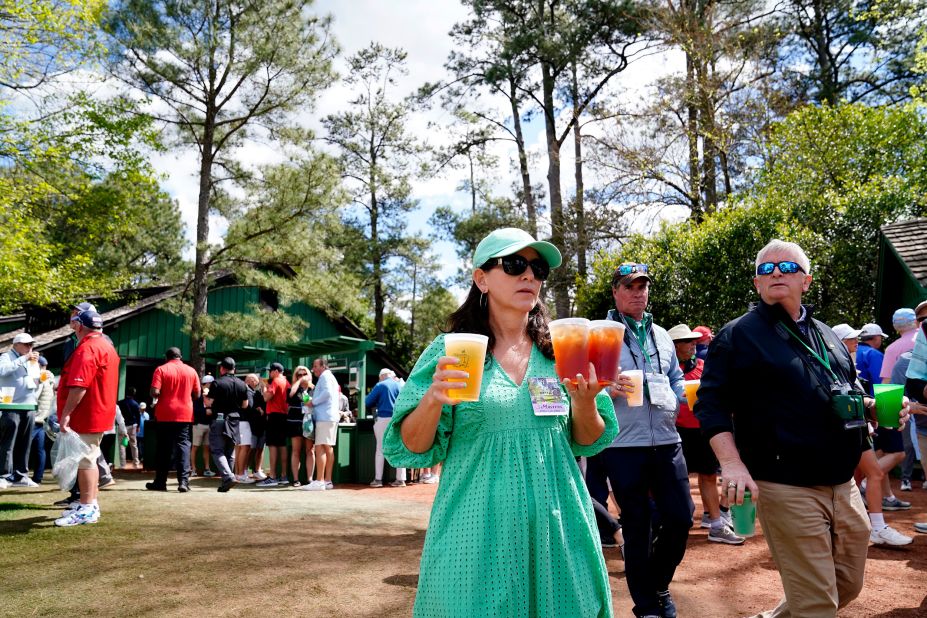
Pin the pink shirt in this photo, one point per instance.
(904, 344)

...

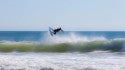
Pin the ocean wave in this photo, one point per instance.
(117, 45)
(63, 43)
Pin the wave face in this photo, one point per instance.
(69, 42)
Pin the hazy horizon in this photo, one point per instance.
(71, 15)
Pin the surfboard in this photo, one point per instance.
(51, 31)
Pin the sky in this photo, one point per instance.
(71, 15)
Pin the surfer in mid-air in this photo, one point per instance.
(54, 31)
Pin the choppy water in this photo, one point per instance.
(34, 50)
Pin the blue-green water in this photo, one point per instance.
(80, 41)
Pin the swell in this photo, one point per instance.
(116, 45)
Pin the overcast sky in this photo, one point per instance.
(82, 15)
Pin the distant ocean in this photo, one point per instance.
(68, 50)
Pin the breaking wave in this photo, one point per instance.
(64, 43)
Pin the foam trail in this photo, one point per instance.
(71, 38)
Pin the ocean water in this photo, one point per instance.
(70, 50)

==

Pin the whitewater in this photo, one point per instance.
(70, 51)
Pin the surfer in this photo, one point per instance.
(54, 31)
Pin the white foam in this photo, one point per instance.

Task goal —
Count the lines in the items above that contain the word "surfer". Give only the number.

Task response —
2